> _WHAT THIS TASK INVOLVES_: Among the lines of the records, please find those that contain the word "jacket" and copy them.

SUPPLIED DATA Start Marker

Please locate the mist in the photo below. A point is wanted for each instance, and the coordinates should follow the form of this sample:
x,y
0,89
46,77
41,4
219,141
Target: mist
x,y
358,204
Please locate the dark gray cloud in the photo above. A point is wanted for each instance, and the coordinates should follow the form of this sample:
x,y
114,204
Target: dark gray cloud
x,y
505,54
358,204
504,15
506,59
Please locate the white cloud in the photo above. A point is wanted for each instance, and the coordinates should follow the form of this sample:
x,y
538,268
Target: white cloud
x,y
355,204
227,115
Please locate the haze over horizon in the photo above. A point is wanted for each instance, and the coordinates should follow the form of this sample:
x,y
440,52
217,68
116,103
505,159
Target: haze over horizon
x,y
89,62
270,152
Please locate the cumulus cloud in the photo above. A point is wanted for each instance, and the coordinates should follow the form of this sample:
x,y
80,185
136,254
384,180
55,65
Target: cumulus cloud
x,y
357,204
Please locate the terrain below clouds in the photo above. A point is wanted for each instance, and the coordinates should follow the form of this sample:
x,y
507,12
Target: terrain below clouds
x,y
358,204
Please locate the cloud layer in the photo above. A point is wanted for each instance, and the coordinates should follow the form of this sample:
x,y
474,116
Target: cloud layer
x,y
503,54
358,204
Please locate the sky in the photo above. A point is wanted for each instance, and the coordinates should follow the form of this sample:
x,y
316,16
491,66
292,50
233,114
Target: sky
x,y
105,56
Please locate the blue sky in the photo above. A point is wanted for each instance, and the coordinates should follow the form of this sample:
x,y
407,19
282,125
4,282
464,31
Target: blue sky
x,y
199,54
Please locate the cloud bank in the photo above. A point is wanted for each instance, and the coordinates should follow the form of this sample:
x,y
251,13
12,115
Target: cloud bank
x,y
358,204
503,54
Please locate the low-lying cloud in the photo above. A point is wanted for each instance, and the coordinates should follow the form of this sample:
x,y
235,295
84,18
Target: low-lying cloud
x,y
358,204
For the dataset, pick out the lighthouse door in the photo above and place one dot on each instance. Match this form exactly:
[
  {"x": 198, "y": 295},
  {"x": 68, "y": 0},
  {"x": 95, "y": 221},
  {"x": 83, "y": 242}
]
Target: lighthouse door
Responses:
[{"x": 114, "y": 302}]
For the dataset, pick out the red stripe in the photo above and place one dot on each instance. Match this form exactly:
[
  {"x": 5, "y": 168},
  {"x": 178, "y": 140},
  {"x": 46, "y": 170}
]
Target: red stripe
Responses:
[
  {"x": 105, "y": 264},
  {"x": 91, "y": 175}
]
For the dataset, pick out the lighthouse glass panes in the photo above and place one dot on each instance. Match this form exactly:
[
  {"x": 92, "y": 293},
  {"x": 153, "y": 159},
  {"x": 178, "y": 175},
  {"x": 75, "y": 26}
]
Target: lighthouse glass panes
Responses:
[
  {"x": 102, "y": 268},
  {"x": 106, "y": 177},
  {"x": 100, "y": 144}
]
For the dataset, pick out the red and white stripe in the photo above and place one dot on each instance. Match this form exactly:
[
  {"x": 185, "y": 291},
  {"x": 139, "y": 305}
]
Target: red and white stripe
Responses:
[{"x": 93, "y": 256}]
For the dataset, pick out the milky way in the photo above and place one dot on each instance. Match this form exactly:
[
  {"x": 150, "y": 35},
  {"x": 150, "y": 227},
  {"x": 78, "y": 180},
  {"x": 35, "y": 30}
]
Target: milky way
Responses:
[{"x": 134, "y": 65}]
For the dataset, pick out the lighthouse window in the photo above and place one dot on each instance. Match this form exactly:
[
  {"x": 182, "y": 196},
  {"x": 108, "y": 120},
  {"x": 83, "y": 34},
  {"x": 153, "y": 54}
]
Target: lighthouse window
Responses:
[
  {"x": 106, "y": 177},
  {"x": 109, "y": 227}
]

SUPPLIED DATA End Marker
SUPPLIED DATA Start Marker

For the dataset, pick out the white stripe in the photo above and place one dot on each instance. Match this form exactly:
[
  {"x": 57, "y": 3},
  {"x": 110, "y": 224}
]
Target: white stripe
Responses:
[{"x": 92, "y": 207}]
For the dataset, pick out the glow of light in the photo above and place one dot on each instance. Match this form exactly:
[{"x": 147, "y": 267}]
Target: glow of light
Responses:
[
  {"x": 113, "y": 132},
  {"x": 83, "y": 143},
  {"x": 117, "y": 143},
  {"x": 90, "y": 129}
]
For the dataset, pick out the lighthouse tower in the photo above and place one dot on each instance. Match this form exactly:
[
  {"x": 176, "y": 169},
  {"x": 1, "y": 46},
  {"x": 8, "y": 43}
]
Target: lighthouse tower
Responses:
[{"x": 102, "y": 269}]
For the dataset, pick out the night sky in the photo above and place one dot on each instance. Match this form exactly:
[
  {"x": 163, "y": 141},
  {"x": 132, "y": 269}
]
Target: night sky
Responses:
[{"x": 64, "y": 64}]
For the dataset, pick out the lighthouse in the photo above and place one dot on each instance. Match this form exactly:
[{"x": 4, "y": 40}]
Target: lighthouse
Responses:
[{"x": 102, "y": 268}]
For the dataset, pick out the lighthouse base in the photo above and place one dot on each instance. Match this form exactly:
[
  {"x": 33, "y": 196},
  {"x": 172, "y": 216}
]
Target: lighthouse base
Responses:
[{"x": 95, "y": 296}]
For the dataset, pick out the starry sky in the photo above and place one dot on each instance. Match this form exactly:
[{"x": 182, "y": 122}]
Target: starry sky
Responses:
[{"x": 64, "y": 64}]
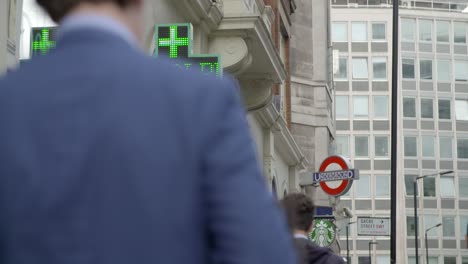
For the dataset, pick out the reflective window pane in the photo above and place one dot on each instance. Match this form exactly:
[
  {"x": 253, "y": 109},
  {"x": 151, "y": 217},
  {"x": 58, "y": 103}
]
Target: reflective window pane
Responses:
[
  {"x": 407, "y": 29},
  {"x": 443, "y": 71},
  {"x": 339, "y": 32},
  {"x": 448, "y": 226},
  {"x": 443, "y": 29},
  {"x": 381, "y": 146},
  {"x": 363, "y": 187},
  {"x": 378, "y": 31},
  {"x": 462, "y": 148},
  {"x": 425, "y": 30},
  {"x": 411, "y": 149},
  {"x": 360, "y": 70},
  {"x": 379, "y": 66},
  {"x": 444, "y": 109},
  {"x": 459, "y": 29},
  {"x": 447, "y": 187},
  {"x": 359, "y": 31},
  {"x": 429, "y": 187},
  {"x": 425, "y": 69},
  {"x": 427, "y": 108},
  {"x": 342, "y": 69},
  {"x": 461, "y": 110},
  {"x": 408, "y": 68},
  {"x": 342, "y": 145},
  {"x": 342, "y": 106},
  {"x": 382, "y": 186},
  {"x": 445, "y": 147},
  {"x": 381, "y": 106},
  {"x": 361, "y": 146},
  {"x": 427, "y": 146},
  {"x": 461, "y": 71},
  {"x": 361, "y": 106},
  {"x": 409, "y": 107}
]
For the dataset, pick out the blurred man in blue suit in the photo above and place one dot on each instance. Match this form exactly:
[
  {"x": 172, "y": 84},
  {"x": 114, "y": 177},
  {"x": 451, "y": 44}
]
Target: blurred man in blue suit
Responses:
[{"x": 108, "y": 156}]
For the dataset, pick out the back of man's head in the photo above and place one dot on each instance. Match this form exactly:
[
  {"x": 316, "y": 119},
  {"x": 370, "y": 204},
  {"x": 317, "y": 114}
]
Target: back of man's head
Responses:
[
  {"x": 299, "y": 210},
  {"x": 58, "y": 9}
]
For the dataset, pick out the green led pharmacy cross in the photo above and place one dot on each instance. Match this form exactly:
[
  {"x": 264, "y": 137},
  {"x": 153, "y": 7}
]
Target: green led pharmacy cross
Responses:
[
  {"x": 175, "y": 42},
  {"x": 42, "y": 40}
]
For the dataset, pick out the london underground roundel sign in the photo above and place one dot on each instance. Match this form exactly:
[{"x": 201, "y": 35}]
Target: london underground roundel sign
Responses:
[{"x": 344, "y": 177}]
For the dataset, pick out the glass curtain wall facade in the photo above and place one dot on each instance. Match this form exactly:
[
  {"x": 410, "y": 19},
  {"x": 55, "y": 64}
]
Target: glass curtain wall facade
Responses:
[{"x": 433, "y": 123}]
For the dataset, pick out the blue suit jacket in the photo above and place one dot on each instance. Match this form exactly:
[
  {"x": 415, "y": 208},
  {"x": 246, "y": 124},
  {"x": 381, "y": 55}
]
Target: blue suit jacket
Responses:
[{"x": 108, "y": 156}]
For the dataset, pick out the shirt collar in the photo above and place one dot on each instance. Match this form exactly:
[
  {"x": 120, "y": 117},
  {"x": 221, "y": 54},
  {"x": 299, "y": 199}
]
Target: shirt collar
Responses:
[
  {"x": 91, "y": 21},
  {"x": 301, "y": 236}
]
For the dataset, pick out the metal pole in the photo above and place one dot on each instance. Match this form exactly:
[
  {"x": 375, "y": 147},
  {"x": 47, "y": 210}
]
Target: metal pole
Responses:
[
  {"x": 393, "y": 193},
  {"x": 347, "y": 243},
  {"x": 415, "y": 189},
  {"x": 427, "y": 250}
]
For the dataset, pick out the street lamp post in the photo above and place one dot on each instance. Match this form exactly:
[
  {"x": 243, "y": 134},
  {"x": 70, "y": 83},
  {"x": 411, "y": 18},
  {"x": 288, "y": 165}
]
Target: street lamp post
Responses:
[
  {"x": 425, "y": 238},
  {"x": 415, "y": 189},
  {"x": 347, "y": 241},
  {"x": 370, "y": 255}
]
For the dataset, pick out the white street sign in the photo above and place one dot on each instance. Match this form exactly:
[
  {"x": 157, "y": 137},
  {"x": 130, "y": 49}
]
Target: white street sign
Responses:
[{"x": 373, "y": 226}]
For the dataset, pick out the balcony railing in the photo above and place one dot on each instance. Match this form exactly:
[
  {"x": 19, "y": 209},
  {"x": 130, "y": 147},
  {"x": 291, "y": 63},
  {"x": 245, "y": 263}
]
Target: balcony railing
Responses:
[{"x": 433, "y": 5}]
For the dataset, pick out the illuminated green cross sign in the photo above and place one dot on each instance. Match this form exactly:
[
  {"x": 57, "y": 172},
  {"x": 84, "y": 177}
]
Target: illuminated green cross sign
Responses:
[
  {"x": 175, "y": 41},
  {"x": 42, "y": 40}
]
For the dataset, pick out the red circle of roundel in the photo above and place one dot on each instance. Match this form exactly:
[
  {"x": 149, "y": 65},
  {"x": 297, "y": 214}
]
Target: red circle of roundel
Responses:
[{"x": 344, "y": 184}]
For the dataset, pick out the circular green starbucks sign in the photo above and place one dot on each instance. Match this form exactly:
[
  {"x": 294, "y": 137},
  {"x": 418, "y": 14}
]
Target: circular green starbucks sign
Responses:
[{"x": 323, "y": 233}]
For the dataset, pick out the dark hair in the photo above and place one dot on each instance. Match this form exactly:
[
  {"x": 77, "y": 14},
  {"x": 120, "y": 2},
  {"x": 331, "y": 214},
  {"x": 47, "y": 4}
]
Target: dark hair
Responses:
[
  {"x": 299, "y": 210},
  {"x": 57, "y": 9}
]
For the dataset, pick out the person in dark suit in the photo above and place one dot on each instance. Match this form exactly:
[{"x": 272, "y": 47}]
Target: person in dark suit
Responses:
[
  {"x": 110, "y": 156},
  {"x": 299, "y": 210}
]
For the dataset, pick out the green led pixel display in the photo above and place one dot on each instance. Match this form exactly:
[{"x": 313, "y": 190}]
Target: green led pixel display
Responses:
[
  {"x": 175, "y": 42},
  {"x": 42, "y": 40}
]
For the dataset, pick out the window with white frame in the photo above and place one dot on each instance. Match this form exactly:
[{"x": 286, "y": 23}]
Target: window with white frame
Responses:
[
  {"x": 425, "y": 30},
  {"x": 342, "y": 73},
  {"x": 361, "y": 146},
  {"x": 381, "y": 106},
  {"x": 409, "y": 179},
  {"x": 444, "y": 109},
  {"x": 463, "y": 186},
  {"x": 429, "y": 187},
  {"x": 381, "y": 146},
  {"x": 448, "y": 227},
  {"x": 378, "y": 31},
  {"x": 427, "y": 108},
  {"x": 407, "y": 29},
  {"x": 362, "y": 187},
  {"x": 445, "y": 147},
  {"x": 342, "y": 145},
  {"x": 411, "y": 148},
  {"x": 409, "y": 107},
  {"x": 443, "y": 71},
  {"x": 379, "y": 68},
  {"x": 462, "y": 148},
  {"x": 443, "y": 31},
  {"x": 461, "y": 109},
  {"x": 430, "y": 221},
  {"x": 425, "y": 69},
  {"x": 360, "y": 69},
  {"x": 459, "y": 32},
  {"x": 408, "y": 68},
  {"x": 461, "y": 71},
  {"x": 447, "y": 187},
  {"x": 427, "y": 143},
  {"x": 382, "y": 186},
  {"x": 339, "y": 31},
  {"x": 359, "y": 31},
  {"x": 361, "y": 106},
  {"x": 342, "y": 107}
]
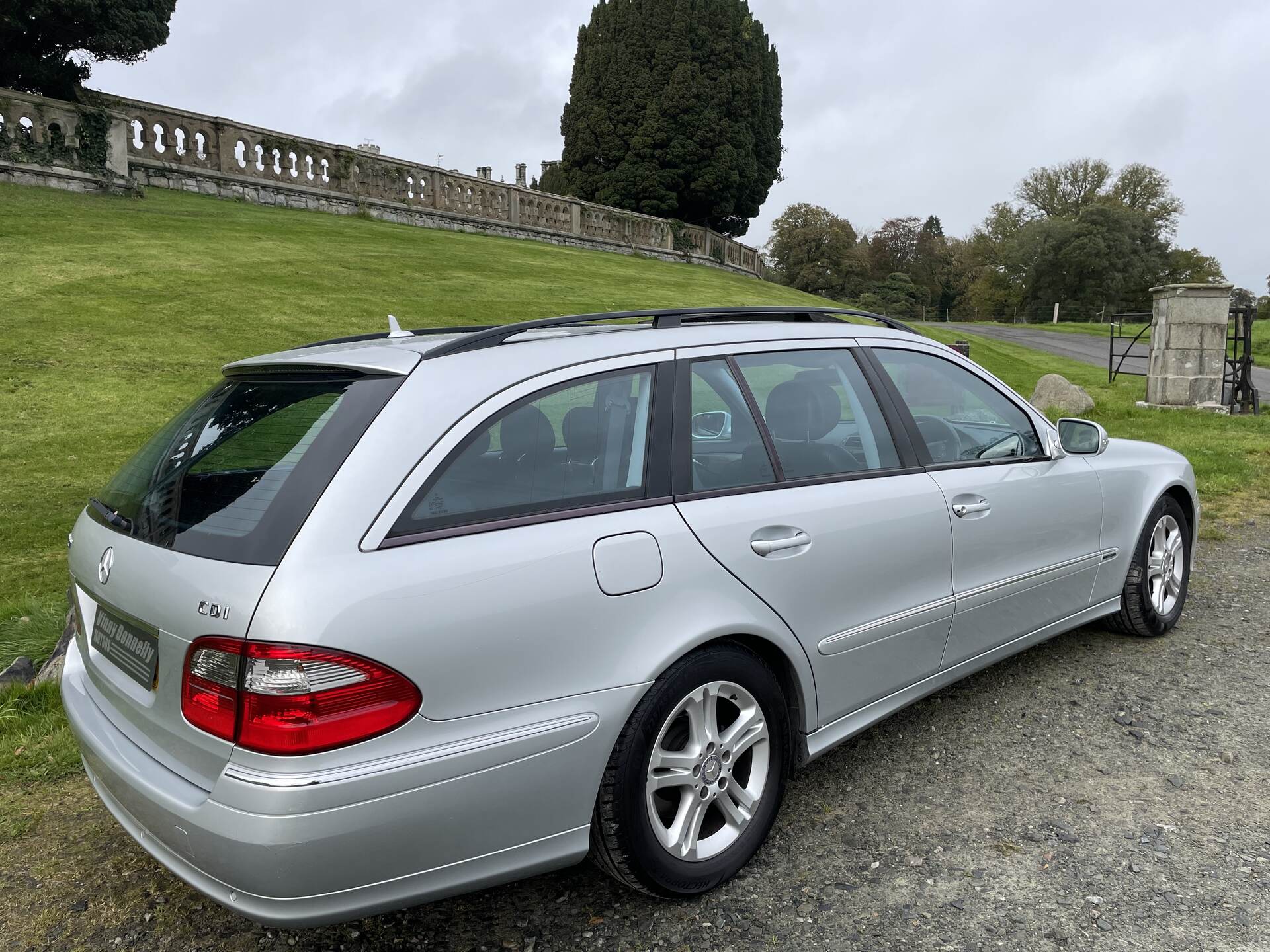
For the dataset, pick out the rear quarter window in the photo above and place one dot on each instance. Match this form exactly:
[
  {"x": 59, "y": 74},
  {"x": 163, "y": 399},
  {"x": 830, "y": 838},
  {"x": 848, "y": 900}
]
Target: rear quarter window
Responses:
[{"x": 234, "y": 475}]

SUPPLIED DATA End Marker

> _WRITTEN RESPONSE_:
For the dataset, pick out the blue suit jacket in the photo above and place one dot on each instance. Match this form exactly:
Target: blue suit jacket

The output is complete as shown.